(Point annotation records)

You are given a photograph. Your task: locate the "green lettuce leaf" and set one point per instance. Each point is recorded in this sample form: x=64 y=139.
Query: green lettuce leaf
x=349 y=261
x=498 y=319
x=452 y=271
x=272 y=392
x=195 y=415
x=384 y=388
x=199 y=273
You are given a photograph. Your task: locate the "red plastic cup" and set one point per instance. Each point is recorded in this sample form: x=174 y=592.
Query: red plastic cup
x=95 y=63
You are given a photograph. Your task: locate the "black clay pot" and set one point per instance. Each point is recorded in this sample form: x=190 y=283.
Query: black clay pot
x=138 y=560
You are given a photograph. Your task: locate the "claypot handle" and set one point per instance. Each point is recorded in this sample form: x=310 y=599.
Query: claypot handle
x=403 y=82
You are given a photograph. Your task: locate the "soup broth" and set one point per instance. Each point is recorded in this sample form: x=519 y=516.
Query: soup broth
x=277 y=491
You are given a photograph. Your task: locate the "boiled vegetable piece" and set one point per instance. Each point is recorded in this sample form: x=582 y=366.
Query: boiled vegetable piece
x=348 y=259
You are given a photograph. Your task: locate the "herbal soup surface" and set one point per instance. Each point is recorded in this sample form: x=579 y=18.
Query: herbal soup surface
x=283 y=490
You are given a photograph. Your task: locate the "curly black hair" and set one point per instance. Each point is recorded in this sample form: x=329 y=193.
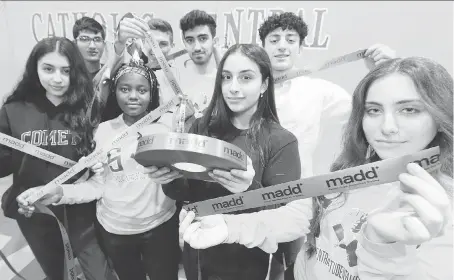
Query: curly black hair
x=286 y=21
x=196 y=18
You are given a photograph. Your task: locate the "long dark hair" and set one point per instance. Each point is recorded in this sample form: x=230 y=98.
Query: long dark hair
x=435 y=86
x=218 y=115
x=80 y=91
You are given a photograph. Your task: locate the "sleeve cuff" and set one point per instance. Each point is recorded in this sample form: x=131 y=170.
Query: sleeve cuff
x=383 y=250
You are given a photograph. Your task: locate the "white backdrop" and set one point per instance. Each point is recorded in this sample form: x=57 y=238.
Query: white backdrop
x=335 y=28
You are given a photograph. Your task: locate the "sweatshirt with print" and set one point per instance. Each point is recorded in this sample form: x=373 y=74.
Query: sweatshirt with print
x=37 y=121
x=128 y=201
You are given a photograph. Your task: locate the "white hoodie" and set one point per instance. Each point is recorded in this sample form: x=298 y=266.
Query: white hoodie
x=128 y=202
x=315 y=111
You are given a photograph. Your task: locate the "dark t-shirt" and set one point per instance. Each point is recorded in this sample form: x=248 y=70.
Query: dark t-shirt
x=281 y=163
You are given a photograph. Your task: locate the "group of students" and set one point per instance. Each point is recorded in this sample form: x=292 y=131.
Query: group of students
x=131 y=215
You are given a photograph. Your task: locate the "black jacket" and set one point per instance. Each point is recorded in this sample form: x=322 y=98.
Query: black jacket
x=38 y=121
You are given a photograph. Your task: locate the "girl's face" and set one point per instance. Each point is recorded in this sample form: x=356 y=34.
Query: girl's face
x=53 y=73
x=396 y=121
x=133 y=94
x=242 y=84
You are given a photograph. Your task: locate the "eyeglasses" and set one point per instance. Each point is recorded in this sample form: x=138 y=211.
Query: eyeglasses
x=87 y=40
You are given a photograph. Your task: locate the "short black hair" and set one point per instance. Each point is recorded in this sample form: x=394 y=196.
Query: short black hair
x=161 y=25
x=197 y=18
x=88 y=23
x=286 y=21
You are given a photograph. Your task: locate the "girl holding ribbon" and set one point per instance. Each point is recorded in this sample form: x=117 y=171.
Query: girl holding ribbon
x=242 y=112
x=401 y=230
x=137 y=223
x=48 y=109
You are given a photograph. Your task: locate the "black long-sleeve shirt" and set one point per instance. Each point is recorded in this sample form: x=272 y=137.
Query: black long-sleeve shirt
x=281 y=163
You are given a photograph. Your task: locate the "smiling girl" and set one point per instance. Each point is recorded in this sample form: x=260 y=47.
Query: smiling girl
x=400 y=230
x=242 y=112
x=48 y=109
x=136 y=221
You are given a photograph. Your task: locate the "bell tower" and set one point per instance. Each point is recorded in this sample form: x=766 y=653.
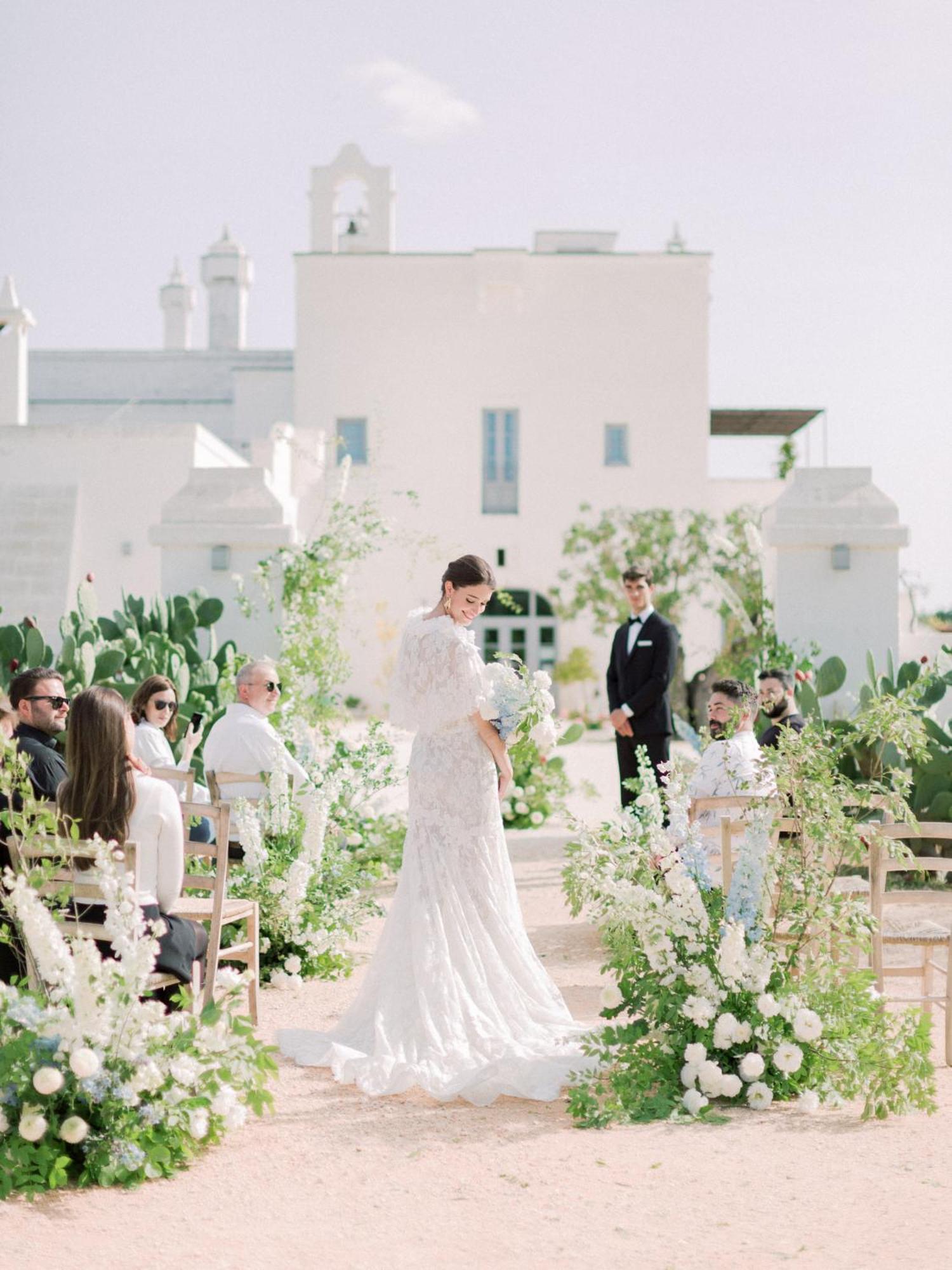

### Work to complete
How many lines above contain the word "cuff"? Give only the number.

### Task answer
2